O espaço de Alberto Carvalho, crónicas, contos e reflexões para quem lê devagar

Trump e o teste de stress à democracia americana

Atualizado: 14 de ago.

Mapa de Coisas Sérias


Trump e o teste de stress à democracia americana


Seis meses depois do regresso de Donald Trump à Casa Branca, a democracia dos Estados Unidos está a atravessar um teste de resistência que, até há pouco tempo, muitos especialistas considerariam improvável.


Não se trata de um choque pontual, mas de uma erosão sistemática e estratégica: o ataque coordenado a pilares como o poder judicial, as universidades, os meios de comunicação e até as grandes firmas de advocacia.


As vitórias internas de Trump, nestes meses, não se resumem a ganhos políticos: traduzem-se em capitulações institucionais.


Universidades de elite, como Columbia, cederam a exigências governamentais que implicaram alterações curriculares, expulsões de estudantes e pagamento de multas milionárias para recuperar verbas federais.


Empresas de media como a Paramount e a Disney aceitaram acordos que levantam dúvidas sobre a independência editorial.

● Registos de entrada:

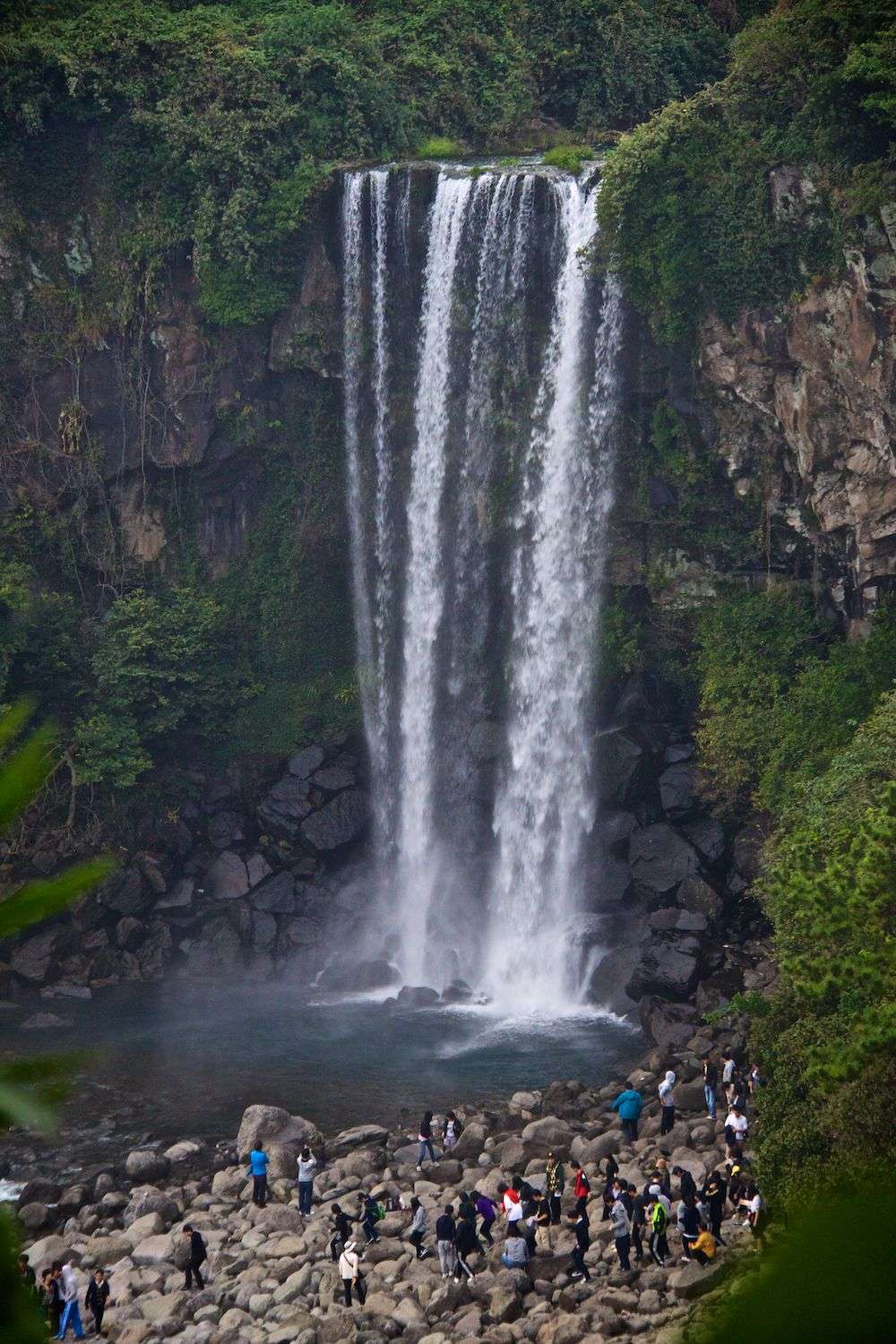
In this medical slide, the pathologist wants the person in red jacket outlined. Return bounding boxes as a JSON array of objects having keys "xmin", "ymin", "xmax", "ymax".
[{"xmin": 573, "ymin": 1163, "xmax": 591, "ymax": 1214}]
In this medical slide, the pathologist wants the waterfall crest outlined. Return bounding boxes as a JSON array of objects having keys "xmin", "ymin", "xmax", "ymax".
[{"xmin": 342, "ymin": 169, "xmax": 624, "ymax": 1005}]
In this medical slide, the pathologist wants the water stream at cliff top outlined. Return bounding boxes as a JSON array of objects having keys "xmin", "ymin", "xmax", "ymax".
[{"xmin": 342, "ymin": 168, "xmax": 622, "ymax": 1012}]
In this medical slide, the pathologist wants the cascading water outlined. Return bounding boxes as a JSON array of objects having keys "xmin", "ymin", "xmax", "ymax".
[{"xmin": 342, "ymin": 159, "xmax": 622, "ymax": 1008}]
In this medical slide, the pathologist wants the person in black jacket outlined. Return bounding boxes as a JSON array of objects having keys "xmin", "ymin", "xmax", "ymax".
[
  {"xmin": 181, "ymin": 1223, "xmax": 208, "ymax": 1288},
  {"xmin": 84, "ymin": 1269, "xmax": 108, "ymax": 1335},
  {"xmin": 672, "ymin": 1167, "xmax": 697, "ymax": 1199},
  {"xmin": 454, "ymin": 1218, "xmax": 479, "ymax": 1284},
  {"xmin": 570, "ymin": 1212, "xmax": 591, "ymax": 1279}
]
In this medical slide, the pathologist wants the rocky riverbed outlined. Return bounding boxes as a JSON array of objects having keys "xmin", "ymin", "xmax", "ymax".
[{"xmin": 19, "ymin": 1011, "xmax": 755, "ymax": 1344}]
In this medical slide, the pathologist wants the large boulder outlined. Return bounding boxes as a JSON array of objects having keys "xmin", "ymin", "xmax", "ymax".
[
  {"xmin": 205, "ymin": 849, "xmax": 248, "ymax": 900},
  {"xmin": 251, "ymin": 873, "xmax": 299, "ymax": 916},
  {"xmin": 657, "ymin": 761, "xmax": 697, "ymax": 817},
  {"xmin": 237, "ymin": 1107, "xmax": 323, "ymax": 1177},
  {"xmin": 597, "ymin": 728, "xmax": 643, "ymax": 804},
  {"xmin": 629, "ymin": 822, "xmax": 697, "ymax": 900},
  {"xmin": 302, "ymin": 789, "xmax": 371, "ymax": 852},
  {"xmin": 626, "ymin": 935, "xmax": 700, "ymax": 1000},
  {"xmin": 258, "ymin": 771, "xmax": 312, "ymax": 840},
  {"xmin": 520, "ymin": 1116, "xmax": 573, "ymax": 1158}
]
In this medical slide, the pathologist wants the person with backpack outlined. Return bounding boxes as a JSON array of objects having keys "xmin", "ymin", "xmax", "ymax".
[
  {"xmin": 702, "ymin": 1172, "xmax": 728, "ymax": 1246},
  {"xmin": 610, "ymin": 1185, "xmax": 632, "ymax": 1271},
  {"xmin": 702, "ymin": 1055, "xmax": 719, "ymax": 1120},
  {"xmin": 248, "ymin": 1144, "xmax": 267, "ymax": 1209},
  {"xmin": 84, "ymin": 1269, "xmax": 108, "ymax": 1335},
  {"xmin": 435, "ymin": 1204, "xmax": 457, "ymax": 1279},
  {"xmin": 657, "ymin": 1069, "xmax": 676, "ymax": 1134},
  {"xmin": 544, "ymin": 1152, "xmax": 565, "ymax": 1226},
  {"xmin": 181, "ymin": 1223, "xmax": 208, "ymax": 1289},
  {"xmin": 570, "ymin": 1210, "xmax": 591, "ymax": 1279},
  {"xmin": 407, "ymin": 1195, "xmax": 428, "ymax": 1260},
  {"xmin": 648, "ymin": 1185, "xmax": 672, "ymax": 1266},
  {"xmin": 417, "ymin": 1110, "xmax": 438, "ymax": 1172},
  {"xmin": 610, "ymin": 1088, "xmax": 643, "ymax": 1144},
  {"xmin": 358, "ymin": 1195, "xmax": 385, "ymax": 1247},
  {"xmin": 339, "ymin": 1241, "xmax": 366, "ymax": 1306},
  {"xmin": 329, "ymin": 1204, "xmax": 352, "ymax": 1263},
  {"xmin": 454, "ymin": 1218, "xmax": 479, "ymax": 1284},
  {"xmin": 442, "ymin": 1110, "xmax": 463, "ymax": 1153},
  {"xmin": 296, "ymin": 1144, "xmax": 317, "ymax": 1218},
  {"xmin": 476, "ymin": 1191, "xmax": 498, "ymax": 1246},
  {"xmin": 573, "ymin": 1163, "xmax": 591, "ymax": 1214}
]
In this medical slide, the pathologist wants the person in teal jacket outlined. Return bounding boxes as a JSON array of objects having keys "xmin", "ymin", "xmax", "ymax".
[{"xmin": 610, "ymin": 1088, "xmax": 643, "ymax": 1144}]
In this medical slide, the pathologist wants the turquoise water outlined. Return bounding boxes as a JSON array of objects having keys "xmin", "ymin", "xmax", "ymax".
[{"xmin": 6, "ymin": 983, "xmax": 643, "ymax": 1137}]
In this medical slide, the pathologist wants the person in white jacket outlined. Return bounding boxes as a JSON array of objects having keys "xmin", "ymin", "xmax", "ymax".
[
  {"xmin": 54, "ymin": 1265, "xmax": 84, "ymax": 1340},
  {"xmin": 339, "ymin": 1242, "xmax": 366, "ymax": 1306},
  {"xmin": 657, "ymin": 1069, "xmax": 676, "ymax": 1134}
]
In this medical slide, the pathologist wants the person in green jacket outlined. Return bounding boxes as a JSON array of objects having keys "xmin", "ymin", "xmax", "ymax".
[{"xmin": 610, "ymin": 1088, "xmax": 643, "ymax": 1144}]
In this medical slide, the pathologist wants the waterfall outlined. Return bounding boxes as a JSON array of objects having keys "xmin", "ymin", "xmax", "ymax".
[{"xmin": 341, "ymin": 168, "xmax": 622, "ymax": 1005}]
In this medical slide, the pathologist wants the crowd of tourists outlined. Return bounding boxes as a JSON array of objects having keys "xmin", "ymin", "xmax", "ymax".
[{"xmin": 20, "ymin": 1051, "xmax": 766, "ymax": 1322}]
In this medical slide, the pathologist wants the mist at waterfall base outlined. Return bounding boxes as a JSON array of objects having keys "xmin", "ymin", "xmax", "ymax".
[
  {"xmin": 341, "ymin": 167, "xmax": 624, "ymax": 1019},
  {"xmin": 4, "ymin": 981, "xmax": 640, "ymax": 1140}
]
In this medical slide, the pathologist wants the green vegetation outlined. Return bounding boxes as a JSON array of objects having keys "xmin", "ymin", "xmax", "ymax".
[
  {"xmin": 0, "ymin": 702, "xmax": 114, "ymax": 1344},
  {"xmin": 414, "ymin": 136, "xmax": 463, "ymax": 159},
  {"xmin": 0, "ymin": 0, "xmax": 728, "ymax": 331},
  {"xmin": 598, "ymin": 0, "xmax": 896, "ymax": 340},
  {"xmin": 544, "ymin": 145, "xmax": 591, "ymax": 177},
  {"xmin": 700, "ymin": 591, "xmax": 896, "ymax": 1209}
]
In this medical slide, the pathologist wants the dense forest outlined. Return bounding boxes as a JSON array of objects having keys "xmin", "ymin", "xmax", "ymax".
[{"xmin": 0, "ymin": 0, "xmax": 896, "ymax": 1306}]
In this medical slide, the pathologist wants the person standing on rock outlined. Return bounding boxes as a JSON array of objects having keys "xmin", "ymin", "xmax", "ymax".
[
  {"xmin": 657, "ymin": 1069, "xmax": 676, "ymax": 1134},
  {"xmin": 721, "ymin": 1050, "xmax": 735, "ymax": 1107},
  {"xmin": 417, "ymin": 1110, "xmax": 438, "ymax": 1172},
  {"xmin": 570, "ymin": 1210, "xmax": 591, "ymax": 1279},
  {"xmin": 610, "ymin": 1185, "xmax": 632, "ymax": 1271},
  {"xmin": 248, "ymin": 1145, "xmax": 267, "ymax": 1209},
  {"xmin": 41, "ymin": 1265, "xmax": 62, "ymax": 1335},
  {"xmin": 454, "ymin": 1218, "xmax": 479, "ymax": 1284},
  {"xmin": 442, "ymin": 1110, "xmax": 463, "ymax": 1153},
  {"xmin": 84, "ymin": 1269, "xmax": 108, "ymax": 1335},
  {"xmin": 339, "ymin": 1242, "xmax": 366, "ymax": 1306},
  {"xmin": 629, "ymin": 1183, "xmax": 648, "ymax": 1265},
  {"xmin": 544, "ymin": 1153, "xmax": 565, "ymax": 1228},
  {"xmin": 476, "ymin": 1191, "xmax": 498, "ymax": 1246},
  {"xmin": 702, "ymin": 1172, "xmax": 728, "ymax": 1246},
  {"xmin": 610, "ymin": 1088, "xmax": 643, "ymax": 1144},
  {"xmin": 407, "ymin": 1195, "xmax": 428, "ymax": 1260},
  {"xmin": 435, "ymin": 1204, "xmax": 457, "ymax": 1279},
  {"xmin": 648, "ymin": 1185, "xmax": 672, "ymax": 1266},
  {"xmin": 297, "ymin": 1144, "xmax": 317, "ymax": 1218},
  {"xmin": 52, "ymin": 1261, "xmax": 84, "ymax": 1340},
  {"xmin": 180, "ymin": 1223, "xmax": 208, "ymax": 1289},
  {"xmin": 702, "ymin": 1055, "xmax": 719, "ymax": 1120}
]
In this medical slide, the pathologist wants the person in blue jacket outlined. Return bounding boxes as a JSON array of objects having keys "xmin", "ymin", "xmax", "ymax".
[
  {"xmin": 610, "ymin": 1088, "xmax": 643, "ymax": 1144},
  {"xmin": 248, "ymin": 1144, "xmax": 267, "ymax": 1209}
]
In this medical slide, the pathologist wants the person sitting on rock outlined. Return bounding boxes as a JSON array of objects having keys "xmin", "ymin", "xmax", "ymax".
[
  {"xmin": 610, "ymin": 1088, "xmax": 643, "ymax": 1144},
  {"xmin": 648, "ymin": 1185, "xmax": 672, "ymax": 1265},
  {"xmin": 181, "ymin": 1223, "xmax": 208, "ymax": 1289},
  {"xmin": 248, "ymin": 1144, "xmax": 267, "ymax": 1209},
  {"xmin": 329, "ymin": 1204, "xmax": 352, "ymax": 1263},
  {"xmin": 570, "ymin": 1210, "xmax": 591, "ymax": 1279},
  {"xmin": 409, "ymin": 1195, "xmax": 428, "ymax": 1260},
  {"xmin": 501, "ymin": 1219, "xmax": 533, "ymax": 1284}
]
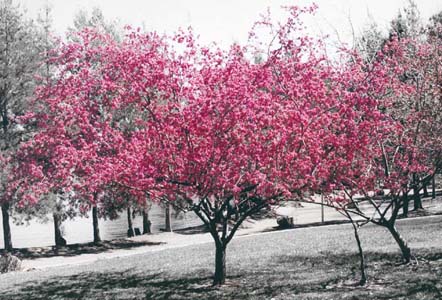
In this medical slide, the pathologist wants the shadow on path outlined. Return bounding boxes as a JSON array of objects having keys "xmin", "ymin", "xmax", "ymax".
[{"xmin": 0, "ymin": 239, "xmax": 162, "ymax": 259}]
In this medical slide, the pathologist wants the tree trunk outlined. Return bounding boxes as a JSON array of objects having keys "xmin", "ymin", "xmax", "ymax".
[
  {"xmin": 92, "ymin": 206, "xmax": 101, "ymax": 244},
  {"xmin": 2, "ymin": 202, "xmax": 12, "ymax": 252},
  {"xmin": 413, "ymin": 174, "xmax": 423, "ymax": 210},
  {"xmin": 424, "ymin": 185, "xmax": 429, "ymax": 198},
  {"xmin": 351, "ymin": 222, "xmax": 367, "ymax": 286},
  {"xmin": 143, "ymin": 208, "xmax": 152, "ymax": 234},
  {"xmin": 387, "ymin": 225, "xmax": 412, "ymax": 263},
  {"xmin": 52, "ymin": 213, "xmax": 66, "ymax": 248},
  {"xmin": 413, "ymin": 187, "xmax": 423, "ymax": 210},
  {"xmin": 164, "ymin": 203, "xmax": 172, "ymax": 232},
  {"xmin": 127, "ymin": 204, "xmax": 135, "ymax": 237},
  {"xmin": 213, "ymin": 243, "xmax": 226, "ymax": 286},
  {"xmin": 402, "ymin": 194, "xmax": 410, "ymax": 218}
]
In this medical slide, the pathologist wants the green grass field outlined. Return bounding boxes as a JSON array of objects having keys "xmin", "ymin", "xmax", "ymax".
[{"xmin": 0, "ymin": 216, "xmax": 442, "ymax": 300}]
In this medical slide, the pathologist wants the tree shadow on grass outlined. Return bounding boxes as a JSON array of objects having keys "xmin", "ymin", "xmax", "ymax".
[
  {"xmin": 0, "ymin": 239, "xmax": 162, "ymax": 259},
  {"xmin": 0, "ymin": 250, "xmax": 442, "ymax": 300}
]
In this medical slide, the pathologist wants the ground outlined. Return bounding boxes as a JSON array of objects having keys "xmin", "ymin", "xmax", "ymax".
[{"xmin": 0, "ymin": 216, "xmax": 442, "ymax": 300}]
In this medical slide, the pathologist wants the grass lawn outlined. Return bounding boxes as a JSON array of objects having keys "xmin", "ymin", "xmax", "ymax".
[{"xmin": 0, "ymin": 216, "xmax": 442, "ymax": 300}]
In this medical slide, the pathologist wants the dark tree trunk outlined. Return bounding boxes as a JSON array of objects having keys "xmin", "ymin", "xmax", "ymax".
[
  {"xmin": 2, "ymin": 203, "xmax": 12, "ymax": 252},
  {"xmin": 402, "ymin": 194, "xmax": 410, "ymax": 218},
  {"xmin": 164, "ymin": 203, "xmax": 172, "ymax": 232},
  {"xmin": 413, "ymin": 174, "xmax": 423, "ymax": 210},
  {"xmin": 213, "ymin": 243, "xmax": 226, "ymax": 286},
  {"xmin": 143, "ymin": 208, "xmax": 152, "ymax": 234},
  {"xmin": 52, "ymin": 213, "xmax": 66, "ymax": 248},
  {"xmin": 387, "ymin": 225, "xmax": 412, "ymax": 263},
  {"xmin": 424, "ymin": 185, "xmax": 429, "ymax": 198},
  {"xmin": 92, "ymin": 206, "xmax": 101, "ymax": 244},
  {"xmin": 127, "ymin": 204, "xmax": 135, "ymax": 237},
  {"xmin": 413, "ymin": 187, "xmax": 423, "ymax": 210},
  {"xmin": 351, "ymin": 222, "xmax": 367, "ymax": 286}
]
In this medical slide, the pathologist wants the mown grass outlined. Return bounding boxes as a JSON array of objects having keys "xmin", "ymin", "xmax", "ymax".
[{"xmin": 0, "ymin": 217, "xmax": 442, "ymax": 299}]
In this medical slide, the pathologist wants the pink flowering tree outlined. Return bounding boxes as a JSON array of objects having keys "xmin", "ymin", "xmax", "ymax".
[
  {"xmin": 116, "ymin": 8, "xmax": 390, "ymax": 285},
  {"xmin": 11, "ymin": 29, "xmax": 129, "ymax": 246}
]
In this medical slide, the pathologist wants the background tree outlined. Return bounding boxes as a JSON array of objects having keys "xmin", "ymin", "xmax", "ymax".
[{"xmin": 0, "ymin": 0, "xmax": 41, "ymax": 251}]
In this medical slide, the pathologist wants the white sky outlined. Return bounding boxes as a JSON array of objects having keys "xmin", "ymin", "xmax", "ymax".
[{"xmin": 18, "ymin": 0, "xmax": 442, "ymax": 46}]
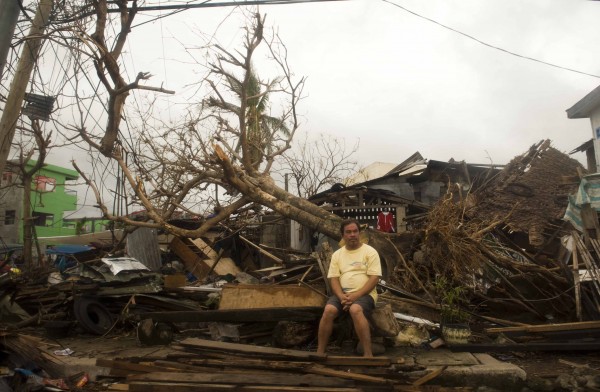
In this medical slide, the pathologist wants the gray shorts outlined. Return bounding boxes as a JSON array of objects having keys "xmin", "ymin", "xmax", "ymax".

● Tarefas obrigatórias:
1) Imprime o trecho do texto sobre Trump e a democracia americana desde "Seis meses depois" até "em capitulações institucionais.", inclusive.
2) Indica todas as linhas dos registos em que aparece a palavra "shadow", tendo em conta a distinção entre maiúsculas e minúsculas.

● Respostas às tarefas:
1)
Seis meses depois do regresso de Donald Trump à Casa Branca, a democracia dos Estados Unidos está a atravessar um teste de resistência que, até há pouco tempo, muitos especialistas considerariam improvável.


Não se trata de um choque pontual, mas de uma erosão sistemática e estratégica: o ataque coordenado a pilares como o poder judicial, as universidades, os meios de comunicação e até as grandes firmas de advocacia.


As vitórias internas de Trump, nestes meses, não se resumem a ganhos políticos: traduzem-se em capitulações institucionais.

2)
In this medical slide, the pathologist wants the shadow on path outlined. Return bounding boxes as a JSON array of objects having keys "xmin", "ymin", "xmax", "ymax".
In this medical slide, the pathologist wants the tree shadow on grass outlined. Return bounding boxes as a JSON array of objects having keys "xmin", "ymin", "xmax", "ymax".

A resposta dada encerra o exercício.